--- MATERIALS PROVIDED Enclosed Below ---

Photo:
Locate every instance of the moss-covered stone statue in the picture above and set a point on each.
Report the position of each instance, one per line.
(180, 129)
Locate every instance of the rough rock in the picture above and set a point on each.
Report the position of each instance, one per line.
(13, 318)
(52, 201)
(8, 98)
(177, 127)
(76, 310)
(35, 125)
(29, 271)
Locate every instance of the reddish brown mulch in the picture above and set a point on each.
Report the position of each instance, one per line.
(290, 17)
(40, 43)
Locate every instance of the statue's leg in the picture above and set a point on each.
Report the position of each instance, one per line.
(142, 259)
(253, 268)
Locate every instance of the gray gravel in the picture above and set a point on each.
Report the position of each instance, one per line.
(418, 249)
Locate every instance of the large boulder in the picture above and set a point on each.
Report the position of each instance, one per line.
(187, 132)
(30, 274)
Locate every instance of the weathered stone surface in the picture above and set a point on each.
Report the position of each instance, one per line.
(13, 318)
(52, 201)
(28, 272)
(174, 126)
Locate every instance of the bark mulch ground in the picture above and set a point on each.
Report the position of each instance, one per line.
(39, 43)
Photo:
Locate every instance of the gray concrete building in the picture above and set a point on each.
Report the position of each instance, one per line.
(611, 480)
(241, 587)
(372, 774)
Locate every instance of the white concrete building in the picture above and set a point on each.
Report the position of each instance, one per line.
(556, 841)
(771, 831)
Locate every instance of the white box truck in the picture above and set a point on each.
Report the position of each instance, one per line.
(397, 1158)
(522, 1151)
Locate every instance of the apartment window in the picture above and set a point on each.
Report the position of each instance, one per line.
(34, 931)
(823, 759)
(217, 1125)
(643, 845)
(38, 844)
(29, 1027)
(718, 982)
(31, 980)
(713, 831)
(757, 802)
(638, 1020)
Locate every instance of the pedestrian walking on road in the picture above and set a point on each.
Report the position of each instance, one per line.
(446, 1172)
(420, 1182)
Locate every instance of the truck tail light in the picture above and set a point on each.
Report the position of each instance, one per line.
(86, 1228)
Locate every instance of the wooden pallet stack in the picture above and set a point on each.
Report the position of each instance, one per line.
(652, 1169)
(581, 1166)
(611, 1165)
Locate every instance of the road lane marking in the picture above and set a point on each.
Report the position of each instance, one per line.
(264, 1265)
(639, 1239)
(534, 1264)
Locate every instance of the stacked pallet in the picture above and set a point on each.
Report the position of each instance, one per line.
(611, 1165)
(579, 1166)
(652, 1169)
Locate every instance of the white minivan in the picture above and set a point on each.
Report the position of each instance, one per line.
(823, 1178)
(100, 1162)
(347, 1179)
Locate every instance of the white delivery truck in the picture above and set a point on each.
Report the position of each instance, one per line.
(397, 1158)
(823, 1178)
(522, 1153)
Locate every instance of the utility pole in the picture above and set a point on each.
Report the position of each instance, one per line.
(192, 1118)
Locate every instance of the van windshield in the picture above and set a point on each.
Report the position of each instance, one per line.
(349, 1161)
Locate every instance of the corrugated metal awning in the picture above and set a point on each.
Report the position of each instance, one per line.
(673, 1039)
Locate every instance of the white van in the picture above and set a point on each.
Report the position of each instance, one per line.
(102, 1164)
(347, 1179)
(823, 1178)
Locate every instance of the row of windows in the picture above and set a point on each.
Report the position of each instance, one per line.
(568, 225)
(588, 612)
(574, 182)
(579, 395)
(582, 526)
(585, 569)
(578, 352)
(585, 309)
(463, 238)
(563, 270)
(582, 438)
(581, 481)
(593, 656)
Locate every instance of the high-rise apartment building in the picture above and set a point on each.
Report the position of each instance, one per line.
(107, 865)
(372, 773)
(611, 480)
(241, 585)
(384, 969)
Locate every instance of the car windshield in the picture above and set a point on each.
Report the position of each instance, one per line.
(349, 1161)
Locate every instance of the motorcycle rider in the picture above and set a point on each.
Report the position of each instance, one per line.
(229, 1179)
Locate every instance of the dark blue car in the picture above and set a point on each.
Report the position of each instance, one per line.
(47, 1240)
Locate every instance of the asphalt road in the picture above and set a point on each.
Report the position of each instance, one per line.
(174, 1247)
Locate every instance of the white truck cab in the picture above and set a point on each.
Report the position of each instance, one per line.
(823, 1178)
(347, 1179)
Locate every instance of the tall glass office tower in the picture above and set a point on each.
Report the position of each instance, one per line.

--- End of Enclosed MATERIALS PROVIDED ---

TASK ITEM: Search the entries for the word "statue" and copy every line that has it.

EXERCISE SOLUTION:
Locate every instance of the moss-covered stone statue in the picture above and set a point on each.
Locate every instance of the statue's leg in the picture above and set a point on each.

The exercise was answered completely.